- _LISTED RECORDS_:
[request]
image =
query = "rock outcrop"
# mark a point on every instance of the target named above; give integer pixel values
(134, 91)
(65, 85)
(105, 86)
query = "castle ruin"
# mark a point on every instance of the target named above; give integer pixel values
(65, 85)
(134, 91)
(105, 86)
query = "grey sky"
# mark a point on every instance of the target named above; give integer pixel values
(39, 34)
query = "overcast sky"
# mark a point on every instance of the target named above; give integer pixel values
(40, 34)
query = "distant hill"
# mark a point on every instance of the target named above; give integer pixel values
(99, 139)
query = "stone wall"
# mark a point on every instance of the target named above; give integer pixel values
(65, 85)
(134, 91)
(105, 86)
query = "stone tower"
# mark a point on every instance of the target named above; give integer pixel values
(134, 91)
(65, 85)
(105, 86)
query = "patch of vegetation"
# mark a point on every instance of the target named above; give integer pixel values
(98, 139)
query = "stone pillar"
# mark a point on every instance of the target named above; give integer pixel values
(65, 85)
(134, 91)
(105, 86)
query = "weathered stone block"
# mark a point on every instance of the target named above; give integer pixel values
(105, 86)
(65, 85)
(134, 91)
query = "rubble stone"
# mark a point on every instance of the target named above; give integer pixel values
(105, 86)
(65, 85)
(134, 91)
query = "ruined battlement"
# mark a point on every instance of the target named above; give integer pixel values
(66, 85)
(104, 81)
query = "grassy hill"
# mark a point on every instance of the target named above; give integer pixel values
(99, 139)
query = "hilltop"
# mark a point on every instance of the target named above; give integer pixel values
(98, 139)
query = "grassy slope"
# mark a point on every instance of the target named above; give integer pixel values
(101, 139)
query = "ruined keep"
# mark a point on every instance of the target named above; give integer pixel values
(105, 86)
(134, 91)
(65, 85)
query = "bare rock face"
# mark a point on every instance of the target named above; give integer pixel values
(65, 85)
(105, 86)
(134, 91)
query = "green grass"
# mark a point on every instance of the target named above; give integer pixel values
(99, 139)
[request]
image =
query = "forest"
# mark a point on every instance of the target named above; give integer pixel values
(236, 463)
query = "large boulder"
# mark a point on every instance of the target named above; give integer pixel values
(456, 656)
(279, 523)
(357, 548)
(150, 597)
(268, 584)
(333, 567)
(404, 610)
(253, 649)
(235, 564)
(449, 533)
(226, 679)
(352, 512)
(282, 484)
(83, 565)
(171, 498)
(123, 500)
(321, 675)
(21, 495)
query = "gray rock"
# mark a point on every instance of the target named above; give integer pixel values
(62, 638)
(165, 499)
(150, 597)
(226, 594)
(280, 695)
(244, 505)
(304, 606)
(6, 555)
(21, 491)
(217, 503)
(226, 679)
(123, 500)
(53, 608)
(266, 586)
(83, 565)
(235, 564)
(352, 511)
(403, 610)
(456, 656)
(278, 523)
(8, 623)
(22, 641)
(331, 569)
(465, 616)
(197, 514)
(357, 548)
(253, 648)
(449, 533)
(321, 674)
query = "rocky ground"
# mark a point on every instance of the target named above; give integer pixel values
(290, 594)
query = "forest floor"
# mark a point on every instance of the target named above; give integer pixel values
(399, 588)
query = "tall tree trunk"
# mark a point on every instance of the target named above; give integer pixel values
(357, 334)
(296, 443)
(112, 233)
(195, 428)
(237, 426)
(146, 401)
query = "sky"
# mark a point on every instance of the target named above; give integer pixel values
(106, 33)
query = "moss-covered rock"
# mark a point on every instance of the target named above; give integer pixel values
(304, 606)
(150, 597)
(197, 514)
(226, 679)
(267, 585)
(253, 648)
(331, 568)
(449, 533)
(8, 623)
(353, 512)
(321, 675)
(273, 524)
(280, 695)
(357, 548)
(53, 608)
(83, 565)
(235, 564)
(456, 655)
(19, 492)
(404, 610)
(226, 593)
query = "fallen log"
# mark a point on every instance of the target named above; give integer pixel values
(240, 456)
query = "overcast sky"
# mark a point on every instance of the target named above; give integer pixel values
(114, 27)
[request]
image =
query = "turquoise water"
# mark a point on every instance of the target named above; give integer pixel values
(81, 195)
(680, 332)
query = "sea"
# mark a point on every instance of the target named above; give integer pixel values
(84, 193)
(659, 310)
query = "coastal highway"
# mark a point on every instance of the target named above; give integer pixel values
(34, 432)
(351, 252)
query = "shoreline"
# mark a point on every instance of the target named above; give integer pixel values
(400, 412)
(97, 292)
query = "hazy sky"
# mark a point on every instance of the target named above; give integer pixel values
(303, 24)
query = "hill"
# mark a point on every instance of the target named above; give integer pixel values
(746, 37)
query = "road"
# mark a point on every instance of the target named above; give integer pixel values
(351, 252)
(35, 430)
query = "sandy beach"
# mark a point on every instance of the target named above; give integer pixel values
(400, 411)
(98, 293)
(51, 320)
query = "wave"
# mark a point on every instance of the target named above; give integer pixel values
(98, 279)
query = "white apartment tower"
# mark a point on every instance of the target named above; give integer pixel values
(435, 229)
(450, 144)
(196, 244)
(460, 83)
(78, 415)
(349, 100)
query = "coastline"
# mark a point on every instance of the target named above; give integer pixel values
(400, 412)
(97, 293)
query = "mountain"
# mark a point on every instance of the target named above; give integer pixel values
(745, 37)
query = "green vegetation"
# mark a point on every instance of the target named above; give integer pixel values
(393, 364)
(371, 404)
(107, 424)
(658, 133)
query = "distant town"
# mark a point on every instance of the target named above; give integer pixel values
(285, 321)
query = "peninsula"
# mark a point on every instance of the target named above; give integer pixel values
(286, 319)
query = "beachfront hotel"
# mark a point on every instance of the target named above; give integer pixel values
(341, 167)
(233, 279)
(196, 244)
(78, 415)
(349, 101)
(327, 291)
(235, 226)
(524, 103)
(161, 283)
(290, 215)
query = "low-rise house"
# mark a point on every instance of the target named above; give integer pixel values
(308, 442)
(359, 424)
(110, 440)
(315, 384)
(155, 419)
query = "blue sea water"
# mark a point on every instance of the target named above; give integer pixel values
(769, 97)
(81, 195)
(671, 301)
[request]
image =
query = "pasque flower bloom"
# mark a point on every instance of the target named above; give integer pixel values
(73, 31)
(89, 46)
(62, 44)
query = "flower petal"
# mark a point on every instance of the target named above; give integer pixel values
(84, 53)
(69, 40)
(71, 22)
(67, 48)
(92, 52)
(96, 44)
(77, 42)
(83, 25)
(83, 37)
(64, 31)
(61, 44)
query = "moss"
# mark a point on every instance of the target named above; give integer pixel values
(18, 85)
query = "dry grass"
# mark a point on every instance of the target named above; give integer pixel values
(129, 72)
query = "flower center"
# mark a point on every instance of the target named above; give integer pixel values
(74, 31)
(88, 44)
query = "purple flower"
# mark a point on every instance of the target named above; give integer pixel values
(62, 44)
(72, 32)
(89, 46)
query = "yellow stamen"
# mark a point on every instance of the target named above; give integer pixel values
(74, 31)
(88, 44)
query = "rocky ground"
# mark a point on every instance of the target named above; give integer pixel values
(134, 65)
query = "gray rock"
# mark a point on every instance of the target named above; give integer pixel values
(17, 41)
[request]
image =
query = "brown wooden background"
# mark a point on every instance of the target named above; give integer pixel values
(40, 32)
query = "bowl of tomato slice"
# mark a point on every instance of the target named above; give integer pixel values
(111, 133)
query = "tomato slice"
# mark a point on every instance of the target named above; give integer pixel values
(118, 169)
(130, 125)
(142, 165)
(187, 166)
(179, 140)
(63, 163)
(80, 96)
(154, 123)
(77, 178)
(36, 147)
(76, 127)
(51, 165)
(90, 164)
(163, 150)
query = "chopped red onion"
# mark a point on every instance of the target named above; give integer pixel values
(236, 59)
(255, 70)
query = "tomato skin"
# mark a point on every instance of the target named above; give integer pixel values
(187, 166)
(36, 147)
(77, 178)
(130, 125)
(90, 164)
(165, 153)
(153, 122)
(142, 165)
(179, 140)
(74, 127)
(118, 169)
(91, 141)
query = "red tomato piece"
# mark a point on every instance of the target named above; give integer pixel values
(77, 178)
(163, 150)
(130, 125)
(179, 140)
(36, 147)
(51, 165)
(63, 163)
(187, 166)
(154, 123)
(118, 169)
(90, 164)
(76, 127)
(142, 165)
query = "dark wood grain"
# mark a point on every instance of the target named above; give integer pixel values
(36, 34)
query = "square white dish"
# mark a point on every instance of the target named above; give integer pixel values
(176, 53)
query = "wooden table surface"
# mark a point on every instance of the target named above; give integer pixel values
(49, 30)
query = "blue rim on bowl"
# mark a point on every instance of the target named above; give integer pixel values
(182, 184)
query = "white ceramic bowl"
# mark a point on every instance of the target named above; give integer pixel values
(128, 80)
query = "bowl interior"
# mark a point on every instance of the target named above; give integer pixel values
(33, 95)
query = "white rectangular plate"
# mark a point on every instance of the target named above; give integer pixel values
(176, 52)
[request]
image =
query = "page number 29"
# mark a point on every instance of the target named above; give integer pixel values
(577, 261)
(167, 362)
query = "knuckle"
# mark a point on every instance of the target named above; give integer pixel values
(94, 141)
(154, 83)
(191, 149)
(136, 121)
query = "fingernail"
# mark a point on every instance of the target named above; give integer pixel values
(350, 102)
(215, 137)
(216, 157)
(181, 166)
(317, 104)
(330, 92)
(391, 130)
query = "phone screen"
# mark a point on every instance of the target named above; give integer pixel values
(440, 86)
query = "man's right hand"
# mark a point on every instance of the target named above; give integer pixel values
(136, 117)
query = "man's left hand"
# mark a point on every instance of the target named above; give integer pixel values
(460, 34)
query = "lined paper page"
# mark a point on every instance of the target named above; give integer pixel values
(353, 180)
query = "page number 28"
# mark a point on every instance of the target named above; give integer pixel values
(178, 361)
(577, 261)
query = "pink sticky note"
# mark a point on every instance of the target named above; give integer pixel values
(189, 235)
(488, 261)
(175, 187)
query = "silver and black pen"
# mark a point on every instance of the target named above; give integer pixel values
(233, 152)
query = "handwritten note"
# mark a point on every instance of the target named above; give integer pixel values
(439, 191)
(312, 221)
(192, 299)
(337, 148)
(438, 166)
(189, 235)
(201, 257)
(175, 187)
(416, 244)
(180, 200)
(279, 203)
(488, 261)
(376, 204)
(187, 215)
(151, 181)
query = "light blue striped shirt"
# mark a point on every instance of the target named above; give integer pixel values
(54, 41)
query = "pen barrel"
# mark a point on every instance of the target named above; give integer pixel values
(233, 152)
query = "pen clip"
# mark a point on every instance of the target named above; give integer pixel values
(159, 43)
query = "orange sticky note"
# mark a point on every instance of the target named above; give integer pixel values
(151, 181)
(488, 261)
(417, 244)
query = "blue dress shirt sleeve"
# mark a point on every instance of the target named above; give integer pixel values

- _THE TASK_: Gather every line of the items above that contains the string "grassy", and copy each one. Case counts.

- _FULL OUTPUT_:
query = "grassy hill"
query = "grassy slope"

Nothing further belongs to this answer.